Data records

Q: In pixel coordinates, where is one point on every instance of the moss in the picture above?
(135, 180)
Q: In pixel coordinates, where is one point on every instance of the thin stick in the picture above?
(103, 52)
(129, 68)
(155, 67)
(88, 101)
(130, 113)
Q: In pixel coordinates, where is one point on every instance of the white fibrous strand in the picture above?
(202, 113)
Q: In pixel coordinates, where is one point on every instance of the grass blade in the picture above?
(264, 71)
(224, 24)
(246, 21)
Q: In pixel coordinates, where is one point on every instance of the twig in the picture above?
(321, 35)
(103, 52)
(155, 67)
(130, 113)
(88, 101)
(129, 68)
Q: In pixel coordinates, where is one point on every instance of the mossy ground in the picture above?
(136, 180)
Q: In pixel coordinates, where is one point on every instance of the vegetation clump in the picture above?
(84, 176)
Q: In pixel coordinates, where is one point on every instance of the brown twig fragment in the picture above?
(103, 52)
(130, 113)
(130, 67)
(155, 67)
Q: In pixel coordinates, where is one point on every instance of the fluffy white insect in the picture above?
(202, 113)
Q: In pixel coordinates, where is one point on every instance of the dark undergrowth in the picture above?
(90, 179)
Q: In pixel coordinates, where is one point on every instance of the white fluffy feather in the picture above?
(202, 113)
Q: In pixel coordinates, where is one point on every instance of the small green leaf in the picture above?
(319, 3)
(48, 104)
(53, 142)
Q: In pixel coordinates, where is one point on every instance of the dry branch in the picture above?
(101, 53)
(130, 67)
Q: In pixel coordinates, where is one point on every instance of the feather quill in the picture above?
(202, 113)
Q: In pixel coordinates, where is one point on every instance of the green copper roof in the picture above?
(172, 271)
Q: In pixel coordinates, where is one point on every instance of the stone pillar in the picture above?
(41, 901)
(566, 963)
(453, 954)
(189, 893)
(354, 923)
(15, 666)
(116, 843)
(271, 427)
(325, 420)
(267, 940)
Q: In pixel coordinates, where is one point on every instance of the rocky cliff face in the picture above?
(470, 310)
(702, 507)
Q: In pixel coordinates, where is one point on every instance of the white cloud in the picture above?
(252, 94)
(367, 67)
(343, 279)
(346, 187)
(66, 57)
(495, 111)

◆ Exercise aim ◆
Reproduce the lines above word for word, including every answer.

◆ Result ◆
Q: In pixel coordinates, where is one point on every instance of the moss in the picture above?
(135, 180)
Q: In pixel coordinates, where is one point on every instance of the thin stick in the picture above?
(103, 52)
(129, 68)
(155, 67)
(88, 101)
(130, 113)
Q: In pixel coordinates, where is one point on every instance of the white fibrous strand in the picture above?
(202, 113)
Q: In pixel coordinates, where is one point on every instance of the grass blade in the picture above?
(264, 71)
(224, 24)
(246, 21)
Q: In pixel coordinates, where is one point on every instance of the twig in the picture above?
(321, 35)
(103, 52)
(155, 67)
(130, 113)
(88, 101)
(129, 68)
Q: In pixel coordinates, where is one point on every instance of the mossy ground in the picture above?
(136, 180)
Q: In pixel coordinates, where is one point on every instance of the vegetation clump in the picture above?
(84, 176)
Q: In pixel coordinates, where is one point on every instance of the brown twig fragment in the picture above?
(103, 52)
(130, 113)
(130, 67)
(155, 67)
Q: In pixel coordinates, where is one point on every instance of the fluffy white insect in the picture above?
(202, 113)
Q: In pixel coordinates, where is one point on every instance of the dark undergrowth in the picture above?
(90, 179)
Q: In pixel coordinates, where is one point on every instance of the white fluffy feather in the picture above?
(202, 113)
Q: In pixel coordinates, where is one point on every instance of the small green leaf in the picture above?
(319, 3)
(48, 104)
(53, 142)
Q: In pixel coordinates, where is one point on every instance of the dry branch in the picture above?
(101, 53)
(130, 67)
Q: In pixel coordinates, where is one point on every instance of the feather quill in the picture above?
(202, 113)
Q: In pixel coordinates, where is one point on every instance of the green copper roof in the picture above?
(172, 271)
Q: In pixel coordinates, where is one point on every instance of the stone pillar in the picture above?
(41, 901)
(566, 963)
(453, 954)
(189, 893)
(354, 923)
(15, 666)
(116, 843)
(271, 427)
(325, 420)
(267, 940)
Q: In pixel coordinates, where is one point on every instance of the rocky cliff face in the picture above?
(470, 310)
(702, 507)
Q: In pixel coordinates, where is one point on every instance of the white cloud in the picture above?
(252, 94)
(367, 67)
(343, 279)
(346, 187)
(66, 57)
(495, 111)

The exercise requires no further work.